─── SUPPLIED DATA ───
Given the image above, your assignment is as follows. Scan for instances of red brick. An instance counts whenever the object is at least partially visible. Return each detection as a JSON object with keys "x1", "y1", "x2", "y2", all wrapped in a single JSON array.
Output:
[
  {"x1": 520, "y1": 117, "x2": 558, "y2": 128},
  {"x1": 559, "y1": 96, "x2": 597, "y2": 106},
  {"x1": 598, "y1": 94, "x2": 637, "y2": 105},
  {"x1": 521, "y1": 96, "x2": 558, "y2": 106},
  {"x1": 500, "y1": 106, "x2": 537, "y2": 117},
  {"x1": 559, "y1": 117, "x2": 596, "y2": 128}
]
───
▸ **PROBLEM TO WORK ON**:
Reproduce the data above exactly, leaving nothing out.

▸ **TASK RESULT**:
Given the image above, your assignment is as follows. Scan for instances of red brick. An instance counts whenever the object is at least partially visible. Return each detection as a JSON object with keys "x1", "y1", "x2", "y2", all wrapped in a single JSON array.
Output:
[
  {"x1": 520, "y1": 117, "x2": 558, "y2": 128},
  {"x1": 559, "y1": 96, "x2": 597, "y2": 106},
  {"x1": 598, "y1": 94, "x2": 637, "y2": 105},
  {"x1": 521, "y1": 96, "x2": 558, "y2": 106},
  {"x1": 500, "y1": 106, "x2": 537, "y2": 117},
  {"x1": 559, "y1": 117, "x2": 596, "y2": 128}
]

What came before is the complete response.